» **Exercise goal**
Output the entries verbatim, including every line.

.....

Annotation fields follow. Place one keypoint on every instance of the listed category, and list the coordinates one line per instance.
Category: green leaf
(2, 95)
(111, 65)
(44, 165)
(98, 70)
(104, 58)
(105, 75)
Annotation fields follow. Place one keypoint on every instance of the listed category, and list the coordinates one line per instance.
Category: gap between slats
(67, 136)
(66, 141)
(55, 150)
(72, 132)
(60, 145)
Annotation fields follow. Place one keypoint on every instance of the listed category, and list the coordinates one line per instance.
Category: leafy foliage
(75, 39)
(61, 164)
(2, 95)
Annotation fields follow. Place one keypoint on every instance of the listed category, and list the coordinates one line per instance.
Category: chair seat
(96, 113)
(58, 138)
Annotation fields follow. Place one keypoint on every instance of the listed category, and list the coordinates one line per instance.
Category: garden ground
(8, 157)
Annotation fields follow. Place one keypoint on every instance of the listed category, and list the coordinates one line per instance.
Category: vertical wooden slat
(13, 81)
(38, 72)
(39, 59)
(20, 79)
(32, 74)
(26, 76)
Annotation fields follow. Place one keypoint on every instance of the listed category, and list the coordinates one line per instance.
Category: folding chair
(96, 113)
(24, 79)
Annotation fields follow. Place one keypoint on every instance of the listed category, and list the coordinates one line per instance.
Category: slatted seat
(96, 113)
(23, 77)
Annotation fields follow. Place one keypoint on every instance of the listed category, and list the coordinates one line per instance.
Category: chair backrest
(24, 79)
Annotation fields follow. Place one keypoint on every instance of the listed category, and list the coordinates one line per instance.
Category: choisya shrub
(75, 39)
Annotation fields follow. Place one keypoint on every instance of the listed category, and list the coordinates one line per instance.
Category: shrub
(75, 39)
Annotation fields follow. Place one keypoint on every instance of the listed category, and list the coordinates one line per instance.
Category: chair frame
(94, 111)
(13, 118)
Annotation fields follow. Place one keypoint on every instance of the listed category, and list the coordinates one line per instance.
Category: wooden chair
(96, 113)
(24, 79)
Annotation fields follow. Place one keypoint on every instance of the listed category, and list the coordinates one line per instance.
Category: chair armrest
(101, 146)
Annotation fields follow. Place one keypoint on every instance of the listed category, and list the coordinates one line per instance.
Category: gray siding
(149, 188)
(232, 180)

.....

» **Written response**
Annotation fields follow. Place one keypoint on every instance of the listed category, and list the coordinates one line per instance.
Category: green leaf
(2, 95)
(111, 65)
(44, 165)
(98, 70)
(104, 58)
(105, 75)
Annotation fields follow. Place one keypoint on every instance of the listed category, and list the coordinates one line per instance.
Category: gap between slats
(67, 136)
(66, 141)
(55, 150)
(72, 132)
(60, 145)
Annotation fields follow. Place one keypoint on every instance of the listed category, and list the coordinates one line per instance.
Category: leafy foliage
(75, 39)
(61, 164)
(2, 95)
Annotation fields follow. Place one keypoint on every instance of the listed category, and list the coordinates one line per instance.
Category: chair seat
(96, 113)
(58, 138)
Annotation fields follow. Place one keypoint on every instance of the listed category, and list the coordinates one line per instance.
Category: garden ground
(8, 157)
Annotation fields follow. Place one keypoint on every instance of the listed category, and list the coordinates one line per instance.
Category: vertical wooden slat
(13, 81)
(38, 72)
(39, 59)
(20, 79)
(32, 74)
(26, 76)
Annotation fields follow. Place one keypoint on every instance of the listed category, and list the coordinates one line per instance.
Category: folding chair
(96, 113)
(24, 79)
Annotation fields follow. Place one keypoint on every instance of the listed category, and list the coordinates one line per instance.
Category: slatted seat
(96, 113)
(23, 77)
Annotation fields follow. Place one keypoint on every instance of the listed category, and list the coordinates one line per instance.
Category: chair backrest
(24, 79)
Annotation fields follow. Place one keypoint on every instance of the listed category, and list the coordinates one line per instance.
Category: choisya shrub
(75, 39)
Annotation fields follow. Place one keypoint on every instance of the listed category, and list the coordinates one line per instance.
Category: shrub
(75, 39)
Annotation fields follow. Place one keypoint on every instance of the listed category, and list the coordinates one line per instance.
Category: chair frame
(94, 111)
(13, 118)
Annotation fields follow. Place one keypoint on every instance of the listed category, and list the coordinates one line per instance.
Category: wooden chair
(96, 113)
(24, 79)
Annotation fields follow. Place one keypoint on every instance of the listed category, and list the coordinates one line per instance.
Category: chair armrest
(101, 146)
Annotation fields follow. Place one keypoint on every instance of the listed category, and list the coordinates one line per instance.
Category: gray siding
(149, 188)
(232, 180)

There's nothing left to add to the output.